Requirement 1: In the football speech, which groups does the speaker thank for their support over the years? List them all.
Requirement 2:
Answer each question from the football speech:
(a) Which university does the speaker call an alma mater?
(b) Which two coaches does the speaker say were lost this year?
(c) How long has the speaker coached the son's flag football team?
Requirement 3: Carry the football speech forward, starting after its final sentence.
Start of Document passage
In college, at my beloved alma mater, the University of Tennessee, football gave me a platform to help me grow as a man and refine my skills. Entering the NFL, the game gave me a profession where I could measure myself against the very best and live camaraderie at its deepest level.

I always thrived on being coached, and I learned from some of the very best coaches in the business, many of whom are here tonight. Sadly, we have lost two special coaches to me this year, the great Howard Mudd and my good friend Greg Knapp. May they both rest in peace.

(Applause.)

After my playing career, I hung a whistle around my neck, and I've coached my son's flag football team for the past two years. Now, I'm not sure I'm a very good coach, but hopefully that role will enable me to make a hands‑on contribution to the future of our sport.

Over the years, I've had the most unbelievable support from family, friends, fans, coaches, teammates and support staffs, and I just can't say thank you enough to all of you that have come here tonight to help me celebrate.
End of Document passage
Start of Extracted data
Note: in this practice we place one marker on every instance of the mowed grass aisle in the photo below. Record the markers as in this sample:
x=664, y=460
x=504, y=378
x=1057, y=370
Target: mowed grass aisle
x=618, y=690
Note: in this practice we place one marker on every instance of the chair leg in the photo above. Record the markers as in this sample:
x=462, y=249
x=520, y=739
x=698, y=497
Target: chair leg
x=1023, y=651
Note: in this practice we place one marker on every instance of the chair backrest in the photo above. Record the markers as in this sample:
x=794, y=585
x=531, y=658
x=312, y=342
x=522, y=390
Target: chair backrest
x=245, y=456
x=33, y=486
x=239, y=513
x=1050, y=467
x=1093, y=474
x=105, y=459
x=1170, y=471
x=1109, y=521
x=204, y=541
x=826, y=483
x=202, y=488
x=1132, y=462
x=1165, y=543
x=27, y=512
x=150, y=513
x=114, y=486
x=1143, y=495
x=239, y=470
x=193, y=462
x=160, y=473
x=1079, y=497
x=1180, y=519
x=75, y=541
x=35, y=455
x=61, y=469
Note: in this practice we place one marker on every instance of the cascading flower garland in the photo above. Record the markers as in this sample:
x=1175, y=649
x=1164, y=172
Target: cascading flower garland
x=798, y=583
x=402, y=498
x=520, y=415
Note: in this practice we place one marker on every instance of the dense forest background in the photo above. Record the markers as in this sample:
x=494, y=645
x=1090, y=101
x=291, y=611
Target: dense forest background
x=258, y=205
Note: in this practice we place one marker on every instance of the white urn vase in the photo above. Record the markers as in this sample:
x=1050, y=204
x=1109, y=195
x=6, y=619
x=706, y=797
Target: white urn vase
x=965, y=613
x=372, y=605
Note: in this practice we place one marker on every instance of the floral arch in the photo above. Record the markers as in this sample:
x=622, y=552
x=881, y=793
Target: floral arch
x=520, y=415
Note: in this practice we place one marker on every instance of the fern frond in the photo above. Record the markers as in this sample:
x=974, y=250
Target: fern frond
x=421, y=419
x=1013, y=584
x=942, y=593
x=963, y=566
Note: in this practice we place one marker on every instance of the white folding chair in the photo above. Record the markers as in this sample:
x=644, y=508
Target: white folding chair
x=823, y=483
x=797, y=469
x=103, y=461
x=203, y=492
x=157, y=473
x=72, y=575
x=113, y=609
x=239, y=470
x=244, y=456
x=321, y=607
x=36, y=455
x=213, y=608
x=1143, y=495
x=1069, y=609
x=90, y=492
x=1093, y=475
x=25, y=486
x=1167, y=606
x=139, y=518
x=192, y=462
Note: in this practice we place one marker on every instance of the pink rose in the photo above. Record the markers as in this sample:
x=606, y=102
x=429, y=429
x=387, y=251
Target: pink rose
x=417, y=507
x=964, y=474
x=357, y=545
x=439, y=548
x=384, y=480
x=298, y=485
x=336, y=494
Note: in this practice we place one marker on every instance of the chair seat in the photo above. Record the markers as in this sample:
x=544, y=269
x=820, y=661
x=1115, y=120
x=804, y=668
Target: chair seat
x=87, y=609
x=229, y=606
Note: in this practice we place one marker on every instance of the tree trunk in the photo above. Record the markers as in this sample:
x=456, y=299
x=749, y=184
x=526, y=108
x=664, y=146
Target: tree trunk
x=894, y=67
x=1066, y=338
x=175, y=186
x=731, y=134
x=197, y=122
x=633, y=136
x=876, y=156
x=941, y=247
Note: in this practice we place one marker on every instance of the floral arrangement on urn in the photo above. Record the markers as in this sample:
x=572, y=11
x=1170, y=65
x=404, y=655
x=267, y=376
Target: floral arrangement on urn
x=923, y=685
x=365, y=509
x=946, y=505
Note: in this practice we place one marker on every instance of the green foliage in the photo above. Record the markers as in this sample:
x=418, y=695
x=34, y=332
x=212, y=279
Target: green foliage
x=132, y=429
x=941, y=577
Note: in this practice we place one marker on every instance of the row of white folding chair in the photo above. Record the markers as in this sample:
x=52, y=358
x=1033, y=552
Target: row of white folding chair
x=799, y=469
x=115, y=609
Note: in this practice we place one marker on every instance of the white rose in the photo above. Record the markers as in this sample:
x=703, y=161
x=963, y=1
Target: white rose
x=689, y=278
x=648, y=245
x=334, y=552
End of Extracted data
Expected answer 1: family, friends, fans, coaches, teammates, support staffs

Expected answer 2:
(a) The University of Tennessee
(b) Howard Mudd and Greg Knapp
(c) The past two years

Expected answer 3:
To Jim Irsay and the Indianapolis Colts organization: My gratitude is off the charts. You drafted me in 1998, and it was a joy and a privilege to represent the horseshoe.

And to Pat Bowlen, the Bowlen family, and the Denver Broncos organization: You took a chance on me at a crucial moment in my career, and I will never forget it. Thank you from the bottom of my heart.

When I officially retired from football five years ago, whether in person, on a call or in a handwritten letter, I said all the thank yous that we unfortunately don't have time to repeat tonight. But trust me, they are as heartfelt now as they were then.

To my wife, Ashley: There are no right words to express how grateful I am for you. Thank you for your unstoppable love and support. And to our children, Marshall and Mosley: You came into the world at the exact time that I needed you the most. The two of you have already given your mother and me a greater inheritance than we could ever leave you.

If football has become my home, the people of the great states of Louisiana, Tennessee, Indiana and Colorado have become my extended family. And as everyone knows, you can never really leave family behind.

I never expected to stand on this stage tonight. If it weren't for those busts and the memories of forever loyal fans, tonight's details would blur and cheers would fade. However, our hearts will cradle the memories forever.

Throughout our lives as players, coaches, staffs and fans, we've become essential to the sports landscape. I don't know about you, but I'm not done with this game. I never will be. I'm committed to ensuring its future, and I hope you will join me in that commitment.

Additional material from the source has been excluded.